Antoine Flahault : « On pourrait rêver d’une sorte de week-end vaccinal en juin »

03.02.2021 – Le 1 hebdo

Entretien avec l’épidémiologiste Antoine Flahault

Qu’a-t-on appris des épidémies passées ?

Toutes les épidémies de maladies émergentes nous en apprennent beaucoup. L’épidémie de VIH a montré que trouver des traitements qui modifient radicalement le pronostic vital peut changer la donne. Changer le pronostic de la maladie, notamment chez les personnes âgées et à risque, pourrait avoir un effet similaire pour le Covid. L’épidémie de chikungunya nous a éclairés sur le rôle des mutations dans l’évolution de l’épidémie. On a aussi appris à mettre en place en France des vaccinodromes avec l’épidémie de H1N1 – un modèle qui réapparaît aujourd’hui, et que les Allemands appliquent depuis décembre et nous depuis janvier. En réalité, ceux qui ont le mieux tiré les leçons des épidémies passées sont les Asiatiques, les peuples proches de la Chine continentale : toutes les connaissances accumulées sur le SRAS pour mieux juguler le SARS-CoV-2, qui ressemble à s’y méprendre à son cousin éloigné le SARS-CoV, virus du SRAS.

Sait-on combien de temps encore pourrait durer l’épidémie ?

Nos outils prédictifs ont hélas très peu progressé. On sait davantage comment se comporte une pandémie de grippe, car la grippe saisonnière nous sert de guide dans nos modèles mathématiques. Mais une pandémie de coronavirus, ça ne s’est jamais vu dans l’histoire contemporaine. Il serait hasardeux de vouloir prédire quel scénario se réalisera. Même si nous avons espoir que la vaccination accélère sa disparition, nous ne sommes pas à l’abri d’un variant qui échapperait à l’immunité et nous ferait retomber dans une nouvelle forme de pandémie.

Ces variants nous exposent-ils à une pandémie sans fin ?

Extraits de données:
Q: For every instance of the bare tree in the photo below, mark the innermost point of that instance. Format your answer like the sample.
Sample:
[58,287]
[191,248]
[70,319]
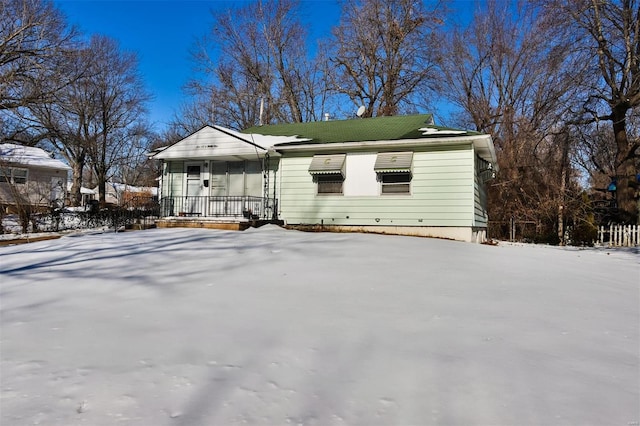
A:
[510,82]
[34,43]
[261,72]
[385,53]
[117,95]
[605,35]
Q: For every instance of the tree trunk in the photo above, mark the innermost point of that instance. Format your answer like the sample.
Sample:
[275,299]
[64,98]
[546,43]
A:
[625,169]
[76,184]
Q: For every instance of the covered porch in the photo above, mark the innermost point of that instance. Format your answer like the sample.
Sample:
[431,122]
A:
[243,207]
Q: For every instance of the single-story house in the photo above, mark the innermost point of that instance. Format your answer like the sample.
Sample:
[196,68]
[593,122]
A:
[29,176]
[396,175]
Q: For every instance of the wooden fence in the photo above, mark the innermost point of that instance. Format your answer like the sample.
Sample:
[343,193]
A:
[619,235]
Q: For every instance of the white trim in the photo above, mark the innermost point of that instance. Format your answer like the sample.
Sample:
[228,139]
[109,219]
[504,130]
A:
[482,144]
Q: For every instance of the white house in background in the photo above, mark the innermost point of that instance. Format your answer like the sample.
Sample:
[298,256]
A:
[396,175]
[29,176]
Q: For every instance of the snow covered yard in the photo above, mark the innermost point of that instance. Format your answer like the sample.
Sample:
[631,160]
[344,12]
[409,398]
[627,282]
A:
[267,326]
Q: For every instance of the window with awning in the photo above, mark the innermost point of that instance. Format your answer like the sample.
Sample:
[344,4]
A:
[394,172]
[393,162]
[327,164]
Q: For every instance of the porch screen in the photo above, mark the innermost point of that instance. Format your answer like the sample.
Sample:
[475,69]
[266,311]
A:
[327,164]
[393,162]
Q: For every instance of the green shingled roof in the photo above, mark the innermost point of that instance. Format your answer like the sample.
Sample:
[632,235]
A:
[354,130]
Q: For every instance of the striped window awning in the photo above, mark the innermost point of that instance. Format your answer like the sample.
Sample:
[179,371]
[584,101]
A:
[388,162]
[327,164]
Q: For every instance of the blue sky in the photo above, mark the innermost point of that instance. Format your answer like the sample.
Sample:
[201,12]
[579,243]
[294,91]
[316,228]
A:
[162,32]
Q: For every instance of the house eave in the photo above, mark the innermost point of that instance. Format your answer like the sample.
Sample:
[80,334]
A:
[482,145]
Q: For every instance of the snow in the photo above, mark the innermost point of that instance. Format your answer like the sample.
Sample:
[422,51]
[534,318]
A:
[29,156]
[269,326]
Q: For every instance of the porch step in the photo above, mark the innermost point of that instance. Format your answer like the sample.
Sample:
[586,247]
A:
[214,224]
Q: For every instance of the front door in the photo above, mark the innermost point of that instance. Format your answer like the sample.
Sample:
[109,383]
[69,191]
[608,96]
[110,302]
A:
[195,189]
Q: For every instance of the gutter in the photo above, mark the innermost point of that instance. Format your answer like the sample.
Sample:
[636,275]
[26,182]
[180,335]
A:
[485,150]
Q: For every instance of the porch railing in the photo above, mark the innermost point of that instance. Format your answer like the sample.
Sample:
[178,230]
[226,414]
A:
[246,207]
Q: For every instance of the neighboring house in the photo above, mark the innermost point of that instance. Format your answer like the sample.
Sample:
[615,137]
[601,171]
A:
[30,177]
[120,194]
[396,175]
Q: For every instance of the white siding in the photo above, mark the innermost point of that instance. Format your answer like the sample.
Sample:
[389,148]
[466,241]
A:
[361,178]
[441,193]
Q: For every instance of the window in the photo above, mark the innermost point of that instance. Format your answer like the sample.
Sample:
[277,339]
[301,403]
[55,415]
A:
[330,183]
[19,176]
[394,172]
[328,173]
[13,175]
[396,183]
[193,172]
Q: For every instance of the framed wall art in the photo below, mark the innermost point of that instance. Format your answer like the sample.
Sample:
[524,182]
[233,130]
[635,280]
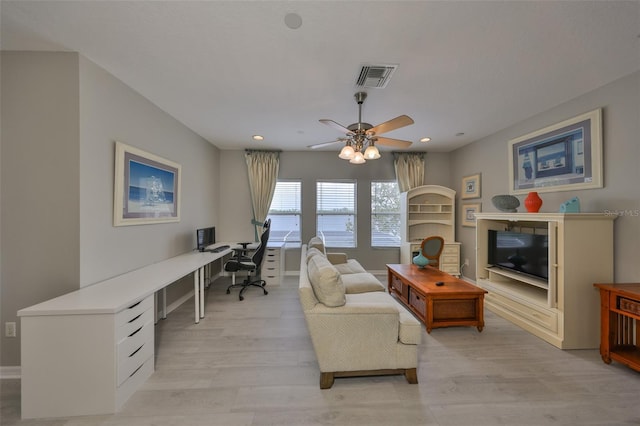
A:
[468,212]
[471,186]
[146,188]
[562,157]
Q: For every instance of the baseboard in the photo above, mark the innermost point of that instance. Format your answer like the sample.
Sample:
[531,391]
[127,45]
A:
[10,372]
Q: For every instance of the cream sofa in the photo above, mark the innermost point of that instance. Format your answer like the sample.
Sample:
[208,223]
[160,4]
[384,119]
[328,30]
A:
[356,327]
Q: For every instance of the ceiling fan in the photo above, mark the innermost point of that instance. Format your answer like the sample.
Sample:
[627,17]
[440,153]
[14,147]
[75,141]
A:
[359,136]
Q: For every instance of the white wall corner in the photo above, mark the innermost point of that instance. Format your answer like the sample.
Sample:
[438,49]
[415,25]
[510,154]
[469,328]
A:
[10,372]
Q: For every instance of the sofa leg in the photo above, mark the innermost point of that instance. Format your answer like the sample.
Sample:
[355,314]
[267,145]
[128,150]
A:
[411,374]
[326,380]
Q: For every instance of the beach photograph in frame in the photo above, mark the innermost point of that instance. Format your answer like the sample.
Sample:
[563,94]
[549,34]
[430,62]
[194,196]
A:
[471,186]
[565,156]
[147,188]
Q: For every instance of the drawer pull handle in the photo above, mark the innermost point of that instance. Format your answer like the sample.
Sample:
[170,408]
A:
[136,351]
[136,370]
[133,319]
[134,305]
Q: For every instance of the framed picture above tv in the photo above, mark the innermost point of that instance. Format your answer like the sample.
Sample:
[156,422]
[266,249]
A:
[146,188]
[562,157]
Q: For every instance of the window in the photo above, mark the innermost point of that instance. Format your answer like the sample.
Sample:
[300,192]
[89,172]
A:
[336,213]
[385,214]
[286,212]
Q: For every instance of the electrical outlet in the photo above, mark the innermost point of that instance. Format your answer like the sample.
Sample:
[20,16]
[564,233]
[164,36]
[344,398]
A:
[10,329]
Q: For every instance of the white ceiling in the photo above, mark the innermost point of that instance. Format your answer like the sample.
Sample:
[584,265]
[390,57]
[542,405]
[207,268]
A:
[232,69]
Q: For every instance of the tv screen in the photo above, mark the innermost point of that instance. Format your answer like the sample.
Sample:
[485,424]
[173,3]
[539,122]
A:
[519,252]
[205,237]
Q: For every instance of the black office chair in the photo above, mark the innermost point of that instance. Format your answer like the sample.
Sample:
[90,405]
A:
[252,266]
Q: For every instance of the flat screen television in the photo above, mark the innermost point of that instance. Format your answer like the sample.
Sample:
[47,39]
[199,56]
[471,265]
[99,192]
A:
[205,237]
[523,253]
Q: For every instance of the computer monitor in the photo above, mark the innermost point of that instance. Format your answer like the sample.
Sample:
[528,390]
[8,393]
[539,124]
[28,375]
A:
[205,237]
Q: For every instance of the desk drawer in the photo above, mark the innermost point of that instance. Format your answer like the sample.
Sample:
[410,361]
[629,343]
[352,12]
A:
[130,314]
[418,302]
[134,351]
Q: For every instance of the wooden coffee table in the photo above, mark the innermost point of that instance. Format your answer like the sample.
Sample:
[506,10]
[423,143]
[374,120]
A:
[454,303]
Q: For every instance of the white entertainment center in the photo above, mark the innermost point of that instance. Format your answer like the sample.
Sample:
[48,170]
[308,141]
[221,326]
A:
[564,309]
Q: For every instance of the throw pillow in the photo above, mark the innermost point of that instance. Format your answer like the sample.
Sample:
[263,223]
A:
[326,282]
[316,242]
[313,252]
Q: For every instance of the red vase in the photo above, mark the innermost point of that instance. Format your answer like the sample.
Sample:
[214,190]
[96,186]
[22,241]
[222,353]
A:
[533,202]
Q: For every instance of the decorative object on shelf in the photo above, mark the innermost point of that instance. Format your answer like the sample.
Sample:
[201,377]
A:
[420,261]
[469,213]
[564,156]
[471,186]
[506,203]
[570,206]
[533,202]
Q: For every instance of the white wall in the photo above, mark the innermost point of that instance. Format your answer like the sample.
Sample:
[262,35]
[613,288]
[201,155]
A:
[61,115]
[112,111]
[620,101]
[40,243]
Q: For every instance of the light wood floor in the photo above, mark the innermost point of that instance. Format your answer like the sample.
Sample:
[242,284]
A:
[252,363]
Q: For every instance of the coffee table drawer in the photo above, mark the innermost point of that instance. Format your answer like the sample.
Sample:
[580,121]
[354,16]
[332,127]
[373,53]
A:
[399,287]
[418,302]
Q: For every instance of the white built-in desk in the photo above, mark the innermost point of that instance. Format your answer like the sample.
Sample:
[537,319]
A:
[87,352]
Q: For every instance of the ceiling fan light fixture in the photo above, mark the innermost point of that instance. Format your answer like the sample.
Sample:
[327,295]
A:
[358,158]
[347,152]
[371,153]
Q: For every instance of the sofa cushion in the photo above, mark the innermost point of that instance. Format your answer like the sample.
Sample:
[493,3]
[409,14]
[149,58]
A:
[316,242]
[313,252]
[361,282]
[325,281]
[351,266]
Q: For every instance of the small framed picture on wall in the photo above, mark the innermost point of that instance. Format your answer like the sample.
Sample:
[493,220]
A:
[471,186]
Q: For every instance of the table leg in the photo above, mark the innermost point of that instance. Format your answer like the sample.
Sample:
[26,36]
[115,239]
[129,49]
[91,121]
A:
[164,303]
[196,295]
[201,292]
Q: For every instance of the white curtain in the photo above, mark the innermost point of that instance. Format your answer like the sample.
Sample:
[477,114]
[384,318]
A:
[409,169]
[262,167]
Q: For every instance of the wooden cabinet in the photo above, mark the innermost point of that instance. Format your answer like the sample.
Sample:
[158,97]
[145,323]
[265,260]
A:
[425,211]
[563,309]
[620,323]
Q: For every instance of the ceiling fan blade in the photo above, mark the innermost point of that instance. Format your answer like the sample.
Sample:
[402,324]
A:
[336,126]
[397,143]
[394,123]
[323,144]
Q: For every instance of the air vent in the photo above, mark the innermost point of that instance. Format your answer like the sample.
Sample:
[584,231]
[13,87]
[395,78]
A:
[375,76]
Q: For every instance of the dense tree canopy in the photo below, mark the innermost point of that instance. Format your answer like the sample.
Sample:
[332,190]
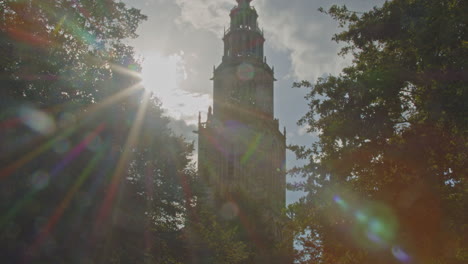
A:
[89,171]
[387,178]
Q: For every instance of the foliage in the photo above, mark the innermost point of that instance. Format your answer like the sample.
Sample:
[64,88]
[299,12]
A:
[89,171]
[393,131]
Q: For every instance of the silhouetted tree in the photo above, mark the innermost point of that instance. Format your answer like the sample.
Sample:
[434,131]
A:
[387,178]
[89,171]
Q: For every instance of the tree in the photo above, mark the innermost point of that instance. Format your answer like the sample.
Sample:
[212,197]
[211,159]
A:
[386,180]
[89,171]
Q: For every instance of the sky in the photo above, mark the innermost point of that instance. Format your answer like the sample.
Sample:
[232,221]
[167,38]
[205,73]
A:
[181,42]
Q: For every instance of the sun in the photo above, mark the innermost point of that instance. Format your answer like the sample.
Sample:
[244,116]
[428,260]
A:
[159,74]
[163,76]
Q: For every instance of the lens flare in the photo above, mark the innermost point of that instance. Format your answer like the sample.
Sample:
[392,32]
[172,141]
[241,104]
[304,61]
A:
[37,120]
[399,254]
[245,72]
[340,202]
[40,180]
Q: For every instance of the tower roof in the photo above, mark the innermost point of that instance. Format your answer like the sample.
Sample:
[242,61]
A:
[243,3]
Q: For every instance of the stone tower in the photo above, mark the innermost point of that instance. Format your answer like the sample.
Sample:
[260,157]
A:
[240,147]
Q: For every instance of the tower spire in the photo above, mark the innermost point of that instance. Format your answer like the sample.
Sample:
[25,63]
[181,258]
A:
[244,3]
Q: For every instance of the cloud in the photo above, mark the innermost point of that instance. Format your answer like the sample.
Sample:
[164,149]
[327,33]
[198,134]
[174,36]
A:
[295,27]
[210,15]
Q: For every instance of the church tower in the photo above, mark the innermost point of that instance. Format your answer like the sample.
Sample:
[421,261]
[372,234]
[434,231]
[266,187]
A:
[240,147]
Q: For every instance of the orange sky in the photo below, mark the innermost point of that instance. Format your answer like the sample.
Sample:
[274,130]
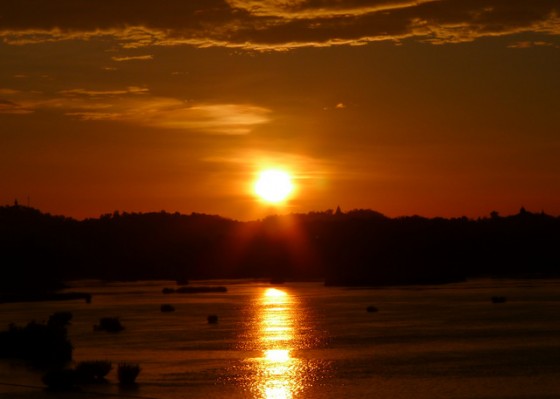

Votre tâche:
Reproduisez fidèlement le passage de l'entretien qui va de « Sait-on combien de » jusqu'à « nouvelle forme de pandémie. ». Les lignes ci-dessus proviennent d'une autre source que l'entretien.

Corrigé:
Sait-on combien de temps encore pourrait durer l’épidémie ?

Nos outils prédictifs ont hélas très peu progressé. On sait davantage comment se comporte une pandémie de grippe, car la grippe saisonnière nous sert de guide dans nos modèles mathématiques. Mais une pandémie de coronavirus, ça ne s’est jamais vu dans l’histoire contemporaine. Il serait hasardeux de vouloir prédire quel scénario se réalisera. Même si nous avons espoir que la vaccination accélère sa disparition, nous ne sommes pas à l’abri d’un variant qui échapperait à l’immunité et nous ferait retomber dans une nouvelle forme de pandémie.